** Opening Exercise data block **

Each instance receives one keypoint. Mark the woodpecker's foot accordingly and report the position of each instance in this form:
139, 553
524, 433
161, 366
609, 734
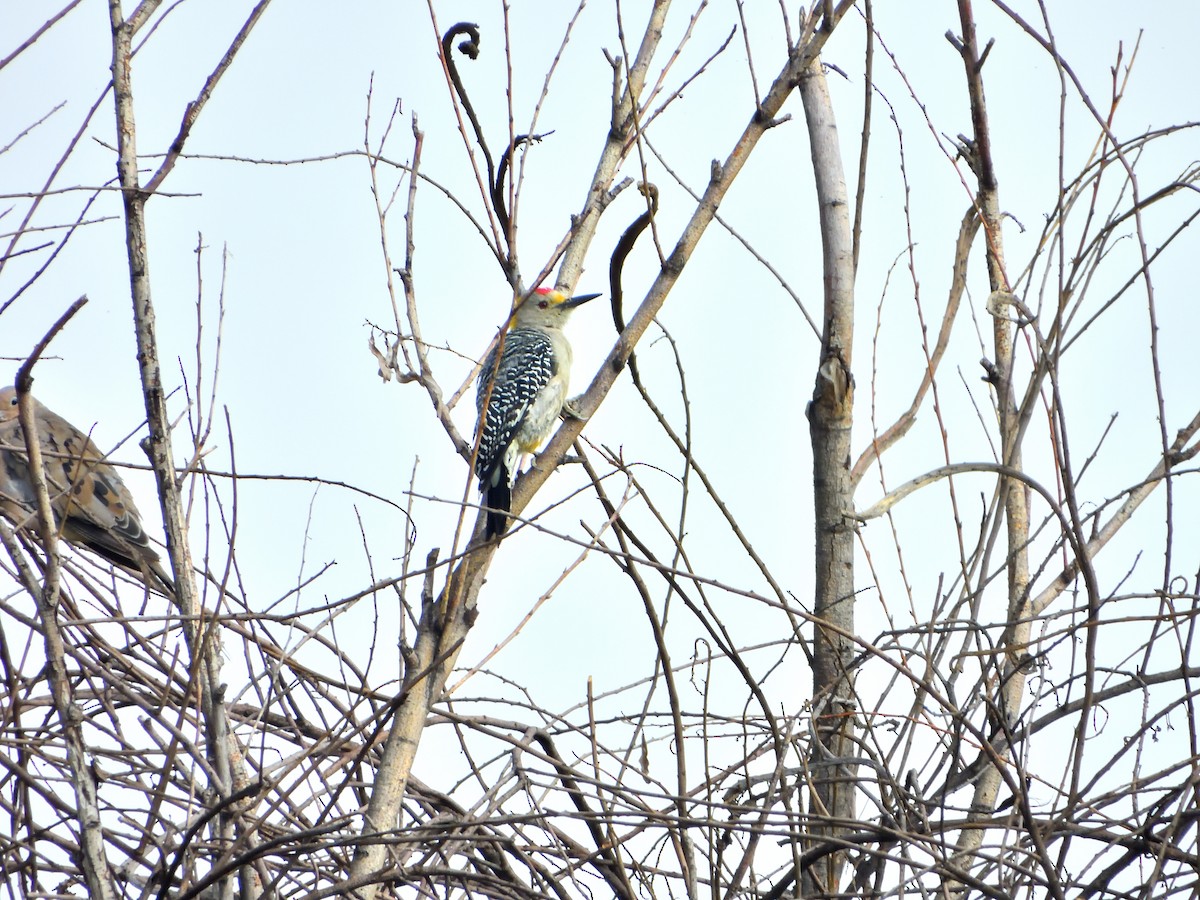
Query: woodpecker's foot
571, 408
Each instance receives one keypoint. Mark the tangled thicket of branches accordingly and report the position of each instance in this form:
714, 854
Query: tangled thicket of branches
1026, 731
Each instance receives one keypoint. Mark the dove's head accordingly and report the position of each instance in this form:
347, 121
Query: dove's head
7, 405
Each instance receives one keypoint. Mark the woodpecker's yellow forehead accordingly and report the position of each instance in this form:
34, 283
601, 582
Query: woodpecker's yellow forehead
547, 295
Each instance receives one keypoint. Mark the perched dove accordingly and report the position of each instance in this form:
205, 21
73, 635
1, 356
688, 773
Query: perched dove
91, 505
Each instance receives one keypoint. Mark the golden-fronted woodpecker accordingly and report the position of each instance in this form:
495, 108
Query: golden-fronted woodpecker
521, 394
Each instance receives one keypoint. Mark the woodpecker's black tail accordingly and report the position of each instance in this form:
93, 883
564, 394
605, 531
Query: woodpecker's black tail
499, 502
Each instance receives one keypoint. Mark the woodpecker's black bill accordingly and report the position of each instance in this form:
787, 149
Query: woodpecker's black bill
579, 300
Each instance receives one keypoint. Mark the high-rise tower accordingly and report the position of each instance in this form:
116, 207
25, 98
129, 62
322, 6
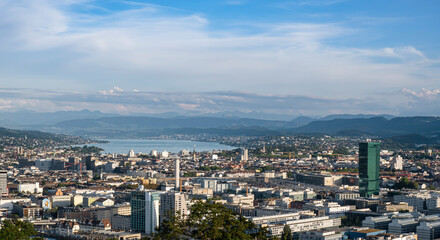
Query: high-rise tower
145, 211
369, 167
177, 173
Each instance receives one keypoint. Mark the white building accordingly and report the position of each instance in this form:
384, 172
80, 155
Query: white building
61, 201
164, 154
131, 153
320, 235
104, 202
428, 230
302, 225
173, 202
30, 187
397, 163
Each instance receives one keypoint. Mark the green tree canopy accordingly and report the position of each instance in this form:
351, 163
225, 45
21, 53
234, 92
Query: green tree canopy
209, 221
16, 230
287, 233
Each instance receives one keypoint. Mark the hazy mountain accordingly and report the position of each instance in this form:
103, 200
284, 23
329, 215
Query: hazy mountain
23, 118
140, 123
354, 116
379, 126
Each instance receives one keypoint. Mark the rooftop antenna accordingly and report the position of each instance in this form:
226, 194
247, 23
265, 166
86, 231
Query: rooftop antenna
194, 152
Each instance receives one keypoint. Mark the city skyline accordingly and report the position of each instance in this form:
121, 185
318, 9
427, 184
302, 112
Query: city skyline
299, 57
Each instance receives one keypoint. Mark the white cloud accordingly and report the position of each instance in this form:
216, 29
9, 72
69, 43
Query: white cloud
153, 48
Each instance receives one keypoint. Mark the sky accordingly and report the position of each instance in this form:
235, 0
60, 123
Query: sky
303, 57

** Closing Exercise data block **

Exercise brief:
Copy the records exactly; no image should appear in the result.

Output below:
Each instance receives one keypoint. Mark the woodpecker's foot accordingly and report the position of each instance in this form:
139, 553
524, 433
161, 366
609, 734
Query: woodpecker's foot
571, 408
Each instance receives one keypoint. Mark the tangled thicket of branches accordingly and report the position of each instance in this form:
714, 854
Query: tangled thicket of branches
1026, 731
Each instance receives one keypoint. Mark the dove's head accordingly and report the position of each instance in this form:
347, 121
Query: dove's head
7, 405
Each instance receives one keypoint. Mark the woodpecker's yellow forehead accordingly and report the position of each instance in this form:
34, 283
601, 582
Query: woodpecker's yellow forehead
547, 295
Each instance receives one keypoint. Mark the perched dove accordingly and report the position of each instance in this form:
205, 21
73, 635
1, 356
688, 773
Query: perched dove
91, 505
Each instance receives one keypoint. Mark the golden-fronted woodpecker accordingly and report the position of each instance in this form:
495, 108
Query: golden-fronted woodpecker
521, 394
Each instance receives one keypoint. Mark the woodpecker's black tail accordingly and report the position of each instance in this form:
93, 883
564, 394
605, 531
Query: woodpecker's black tail
499, 502
Each instance receives one keypoint. Mark the woodpecker's black bill accordingly and report the position of each instance in this form:
787, 149
Query: woodpecker's black bill
579, 300
Each instance receives one keypoint. Mark the high-rise tower accordingly and report the position of each instance in this form:
116, 207
25, 98
129, 62
322, 6
Query: high-rise tower
145, 211
369, 167
177, 173
Each instance receives one keypoint. Mark the white building accordingly and report the position of each instance in this form:
384, 172
80, 155
Query: white building
61, 201
164, 154
131, 153
320, 235
104, 202
428, 230
302, 225
173, 202
30, 187
397, 163
Each instance receives one keypoint. Mark the green tree canopy accordingly and report the position of each instance in this form:
351, 163
225, 45
21, 53
234, 92
Query: green tree canopy
209, 221
16, 230
287, 233
Each instance receives one keypoint. Mark the hazy mountain accordingly and report the position of each instance in this form:
103, 200
284, 23
329, 215
Query: hazy mountain
23, 118
140, 123
354, 116
379, 126
Each instance receives one keypoint. Mark the rooftop antenna accordingly and report the position of each instance in this form:
226, 194
247, 23
265, 166
86, 231
Query: rooftop antenna
194, 152
Each instance receives one keypoint. Mark the city skyline accordingly and report the position of each instance in this form:
121, 185
318, 9
427, 184
302, 112
Query: city skyline
299, 57
Each instance receives one keypoint. Mark the white cloud accordingly and report the position of each instance in this form:
216, 29
9, 72
69, 43
Query: white cloud
153, 48
Each instance receives one keypoint. Mark the sky accordingly and report the position of each instance in this form:
235, 0
60, 123
Query: sky
303, 57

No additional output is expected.